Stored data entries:

-- Opening Marker --

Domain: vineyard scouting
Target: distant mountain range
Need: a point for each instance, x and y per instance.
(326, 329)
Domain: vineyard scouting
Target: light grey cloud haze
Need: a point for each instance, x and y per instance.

-- Closing Marker --

## What to do
All lines of the entries above where "Target" turns up should be reported.

## Output of the exercise
Target: distant mountain range
Target: light grey cloud haze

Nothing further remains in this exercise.